**WORK TO DO**:
Starting at the beginning of the entries and ending at the line that contains "[0,41,222,78]", write out every line again and shift each bounding box coordinate up by 42. Leave the pictures out.

— start —

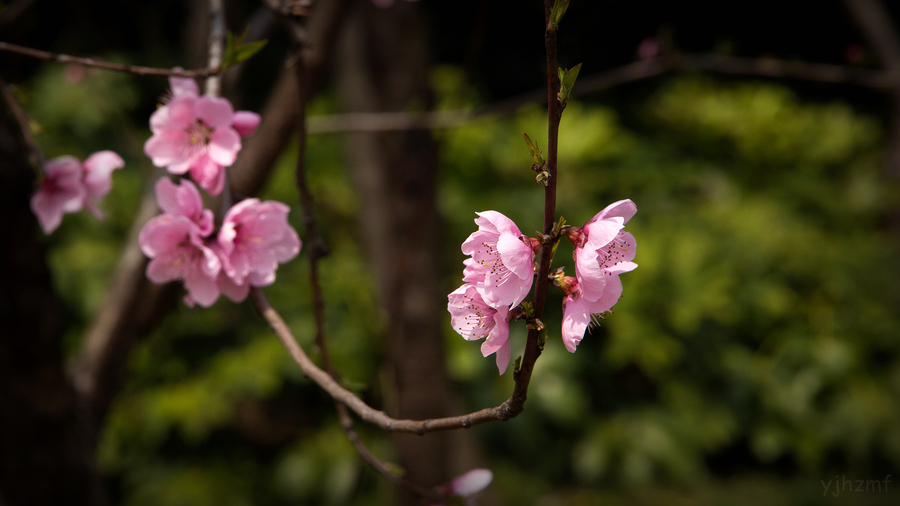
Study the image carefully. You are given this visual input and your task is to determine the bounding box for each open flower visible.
[138,213,222,307]
[447,283,510,374]
[31,151,125,234]
[156,177,213,237]
[218,199,301,286]
[144,94,241,195]
[462,211,535,307]
[562,200,637,352]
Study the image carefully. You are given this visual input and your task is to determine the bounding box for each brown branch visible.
[502,0,562,422]
[250,287,519,434]
[206,0,225,97]
[292,30,443,502]
[307,53,900,135]
[0,41,222,78]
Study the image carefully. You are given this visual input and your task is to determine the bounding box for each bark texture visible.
[0,102,103,506]
[335,1,450,498]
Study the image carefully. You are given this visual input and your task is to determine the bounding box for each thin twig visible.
[250,287,521,434]
[0,42,222,78]
[206,0,225,97]
[290,21,442,502]
[307,53,900,135]
[0,73,47,170]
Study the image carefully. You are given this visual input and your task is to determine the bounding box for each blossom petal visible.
[497,234,534,280]
[191,154,225,195]
[207,126,241,167]
[195,96,234,130]
[450,469,494,497]
[589,199,637,224]
[591,270,624,314]
[562,296,591,353]
[231,111,261,137]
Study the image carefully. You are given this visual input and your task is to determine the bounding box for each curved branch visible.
[307,53,900,134]
[250,287,522,434]
[0,41,223,78]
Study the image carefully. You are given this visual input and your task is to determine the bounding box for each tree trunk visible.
[0,98,104,506]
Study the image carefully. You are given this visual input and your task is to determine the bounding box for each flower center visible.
[186,118,214,146]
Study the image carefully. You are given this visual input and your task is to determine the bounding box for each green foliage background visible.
[26,58,900,506]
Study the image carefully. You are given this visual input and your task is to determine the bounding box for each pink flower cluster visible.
[562,199,637,353]
[447,200,637,366]
[447,211,535,374]
[31,151,125,234]
[144,77,260,195]
[431,469,494,506]
[138,178,301,307]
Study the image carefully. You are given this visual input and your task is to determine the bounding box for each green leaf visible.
[558,63,581,108]
[222,29,269,70]
[550,0,569,31]
[522,132,545,170]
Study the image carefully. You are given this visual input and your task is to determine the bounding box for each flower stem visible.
[509,0,562,413]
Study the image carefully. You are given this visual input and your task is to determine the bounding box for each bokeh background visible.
[0,0,900,506]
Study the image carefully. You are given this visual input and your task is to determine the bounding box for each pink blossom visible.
[562,200,637,352]
[82,151,125,214]
[462,211,535,307]
[438,469,494,504]
[218,199,301,286]
[447,283,510,374]
[138,214,222,307]
[31,151,125,234]
[231,111,261,137]
[156,177,213,237]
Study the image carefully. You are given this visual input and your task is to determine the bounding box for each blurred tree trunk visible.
[336,0,450,504]
[844,0,900,178]
[0,101,104,506]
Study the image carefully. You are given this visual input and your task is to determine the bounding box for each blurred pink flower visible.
[432,469,494,506]
[462,211,535,307]
[156,177,213,237]
[138,178,301,307]
[231,111,261,137]
[218,199,301,286]
[138,214,222,307]
[447,283,510,374]
[31,151,125,234]
[562,199,637,353]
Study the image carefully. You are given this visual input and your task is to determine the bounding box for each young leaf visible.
[558,63,581,109]
[550,0,569,31]
[222,30,268,70]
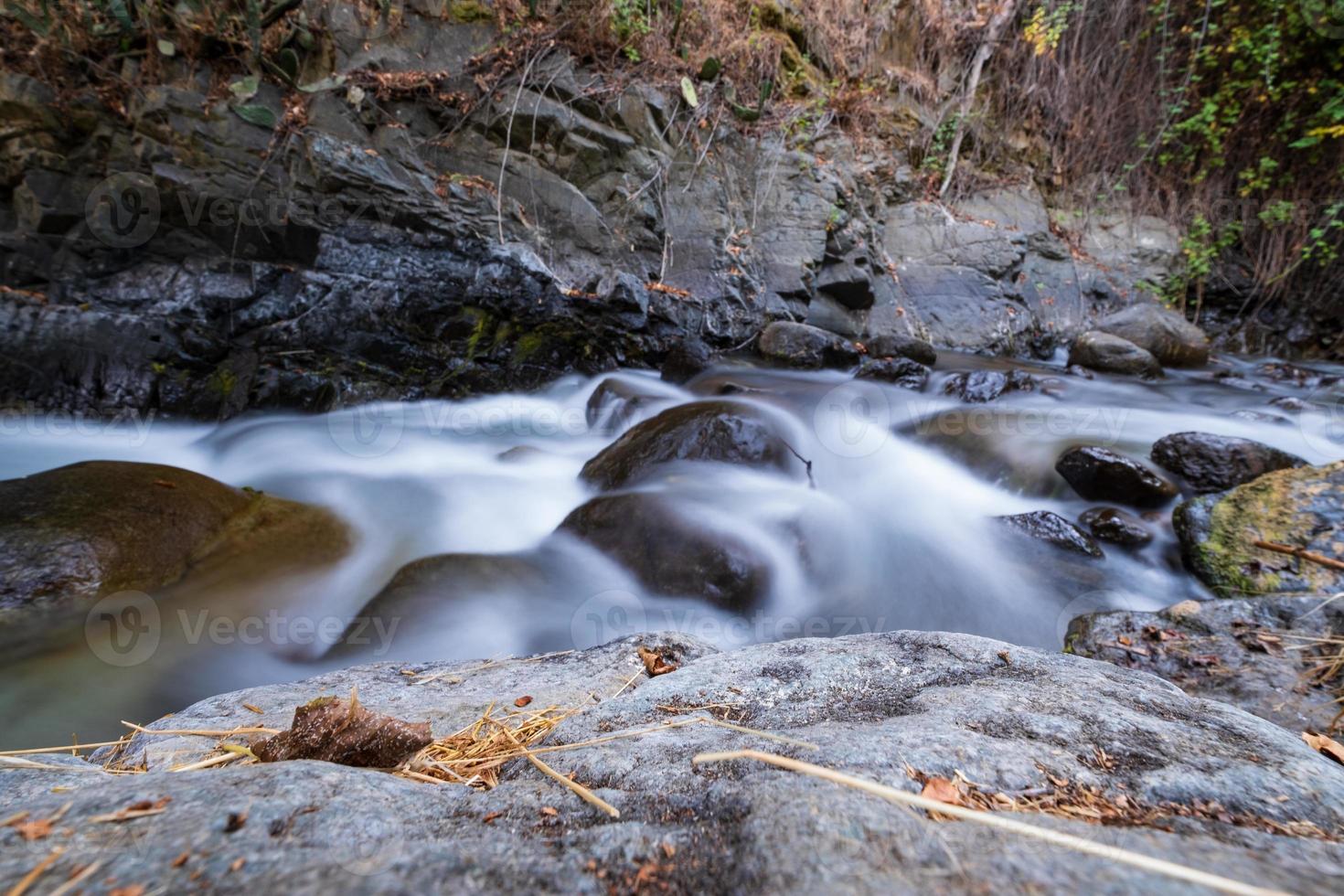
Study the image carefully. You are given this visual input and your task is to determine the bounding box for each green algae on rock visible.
[1172,461,1344,596]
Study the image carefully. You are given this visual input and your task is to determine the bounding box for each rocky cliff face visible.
[0,5,1178,418]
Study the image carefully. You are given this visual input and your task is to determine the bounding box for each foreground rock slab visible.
[1067,596,1344,733]
[0,633,1344,893]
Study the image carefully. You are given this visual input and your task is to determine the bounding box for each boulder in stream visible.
[864,332,938,367]
[1055,446,1176,507]
[1172,461,1344,596]
[1069,330,1163,378]
[580,401,803,490]
[757,321,859,369]
[560,492,770,610]
[855,357,929,392]
[942,371,1036,404]
[1152,432,1307,495]
[997,510,1104,558]
[1094,304,1209,367]
[0,461,349,647]
[1078,507,1153,548]
[0,632,1344,895]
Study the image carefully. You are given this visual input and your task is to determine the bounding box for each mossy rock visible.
[1172,461,1344,596]
[0,461,351,645]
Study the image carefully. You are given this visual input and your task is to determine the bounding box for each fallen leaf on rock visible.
[640,645,681,678]
[89,796,172,824]
[919,778,965,806]
[251,690,434,768]
[1302,731,1344,765]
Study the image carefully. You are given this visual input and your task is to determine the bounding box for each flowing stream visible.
[0,353,1344,745]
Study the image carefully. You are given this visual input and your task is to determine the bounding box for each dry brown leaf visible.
[251,692,434,768]
[1302,731,1344,765]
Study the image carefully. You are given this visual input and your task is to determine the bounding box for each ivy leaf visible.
[234,103,277,129]
[298,75,346,92]
[681,75,700,109]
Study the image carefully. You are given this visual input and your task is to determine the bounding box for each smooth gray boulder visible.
[1066,595,1344,733]
[1069,330,1163,378]
[0,632,1344,895]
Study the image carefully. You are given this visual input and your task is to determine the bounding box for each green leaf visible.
[234,103,277,131]
[298,75,346,92]
[681,77,700,109]
[229,75,261,100]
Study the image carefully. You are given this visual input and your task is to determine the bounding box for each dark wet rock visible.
[1227,409,1292,426]
[583,376,667,432]
[560,492,770,610]
[1078,507,1153,548]
[0,461,349,649]
[580,401,801,490]
[996,510,1104,558]
[1095,304,1209,367]
[1270,395,1312,414]
[942,371,1036,404]
[757,321,859,369]
[896,404,1067,497]
[1055,446,1176,507]
[661,340,714,386]
[855,357,929,392]
[0,632,1344,895]
[863,332,938,367]
[1069,330,1163,378]
[1067,595,1344,733]
[1172,461,1344,596]
[1152,432,1307,495]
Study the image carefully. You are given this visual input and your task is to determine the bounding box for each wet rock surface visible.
[560,492,772,610]
[1152,432,1307,495]
[1172,461,1344,596]
[0,461,351,650]
[1055,446,1176,507]
[580,400,803,490]
[997,510,1102,558]
[1095,304,1209,367]
[1078,507,1153,548]
[942,371,1036,404]
[757,321,859,369]
[1069,330,1163,378]
[1066,595,1344,733]
[0,633,1344,893]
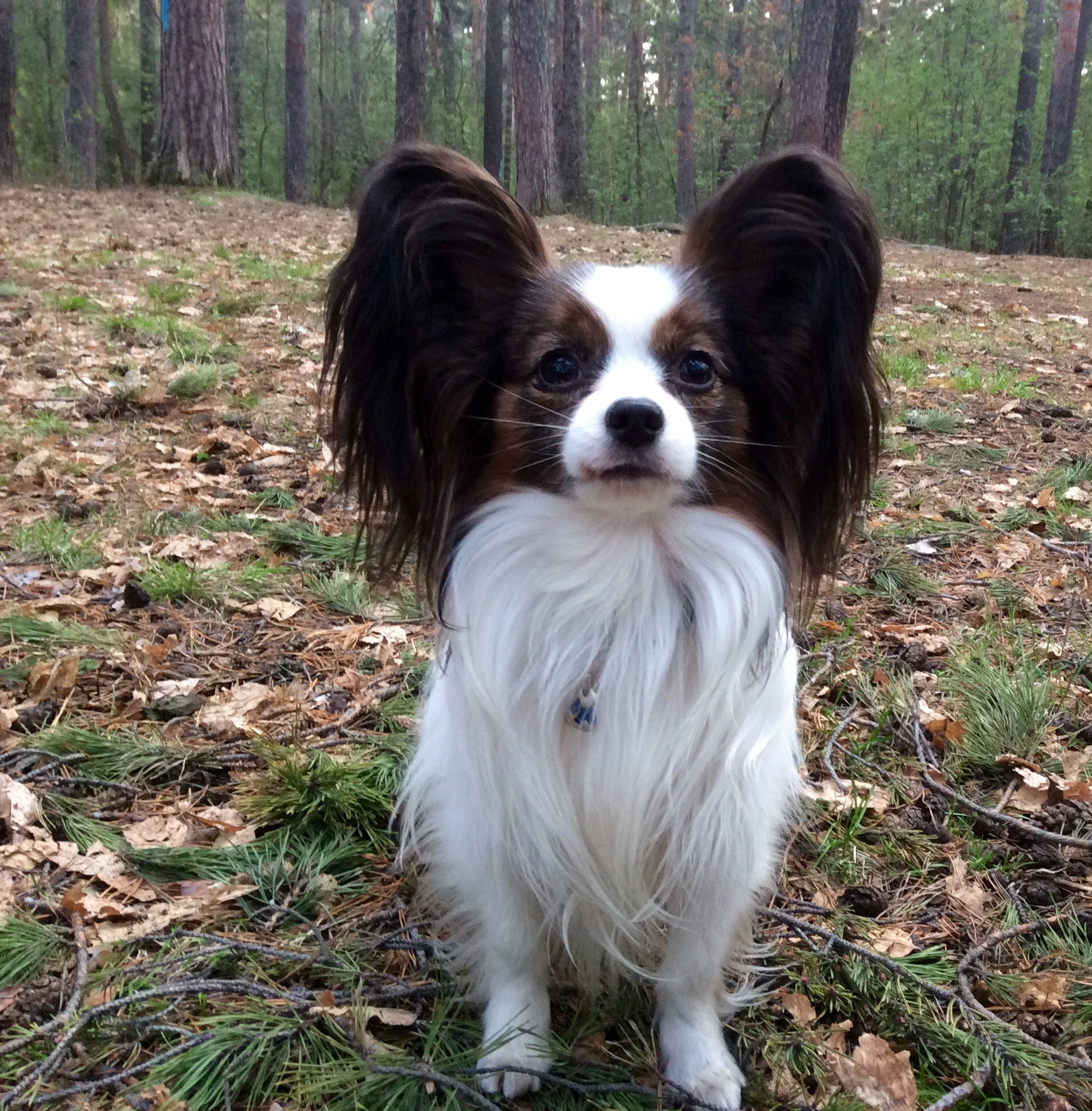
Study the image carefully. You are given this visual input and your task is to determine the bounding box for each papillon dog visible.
[324,146,881,1109]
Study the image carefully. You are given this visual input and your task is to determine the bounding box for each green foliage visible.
[0,613,121,648]
[34,723,223,783]
[166,362,223,401]
[0,911,61,988]
[945,638,1051,771]
[238,738,407,845]
[872,551,936,605]
[10,516,99,571]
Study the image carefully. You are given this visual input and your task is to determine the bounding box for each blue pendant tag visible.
[566,686,598,733]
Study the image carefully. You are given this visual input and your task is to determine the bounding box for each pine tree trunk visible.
[717,0,747,181]
[226,0,247,178]
[64,0,99,188]
[823,0,861,158]
[788,0,838,147]
[438,0,456,130]
[99,0,137,185]
[152,0,235,184]
[558,0,586,208]
[285,0,308,202]
[675,0,698,220]
[1037,0,1092,254]
[625,0,644,223]
[997,0,1043,254]
[509,0,558,213]
[140,0,159,178]
[394,0,431,142]
[482,0,504,180]
[0,0,18,181]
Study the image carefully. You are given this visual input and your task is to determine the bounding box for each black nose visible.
[603,398,663,448]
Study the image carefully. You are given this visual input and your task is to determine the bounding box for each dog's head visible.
[324,146,880,608]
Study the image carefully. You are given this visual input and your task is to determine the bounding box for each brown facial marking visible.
[477,271,610,501]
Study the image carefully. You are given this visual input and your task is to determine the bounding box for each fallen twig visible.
[926,1065,993,1111]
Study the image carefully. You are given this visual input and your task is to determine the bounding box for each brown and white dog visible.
[324,146,880,1109]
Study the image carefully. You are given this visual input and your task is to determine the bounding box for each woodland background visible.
[0,0,1092,255]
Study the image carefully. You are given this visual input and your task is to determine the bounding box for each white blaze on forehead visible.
[577,267,681,356]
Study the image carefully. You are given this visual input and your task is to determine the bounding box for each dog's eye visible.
[535,350,580,392]
[679,351,716,390]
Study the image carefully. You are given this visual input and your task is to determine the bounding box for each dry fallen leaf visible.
[945,857,990,918]
[869,926,916,957]
[0,772,42,829]
[258,598,304,621]
[781,992,817,1027]
[1015,974,1070,1011]
[121,814,190,849]
[829,1034,918,1111]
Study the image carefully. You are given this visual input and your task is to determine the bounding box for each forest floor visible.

— end —

**RESULT OF THIS EXERCISE**:
Study the image carefully. You are given this visual input and your task is to determine the bounding box for each open flower visible.
[180,255,264,349]
[489,325,552,416]
[73,193,167,276]
[198,219,255,279]
[260,241,343,328]
[186,136,283,237]
[504,253,577,349]
[604,242,679,394]
Study the image carefully. You are given this visual input and your task is to determine the bounding box for each brown branch visible.
[544,42,604,464]
[292,329,561,476]
[248,42,267,139]
[334,72,485,544]
[349,95,942,177]
[42,83,264,120]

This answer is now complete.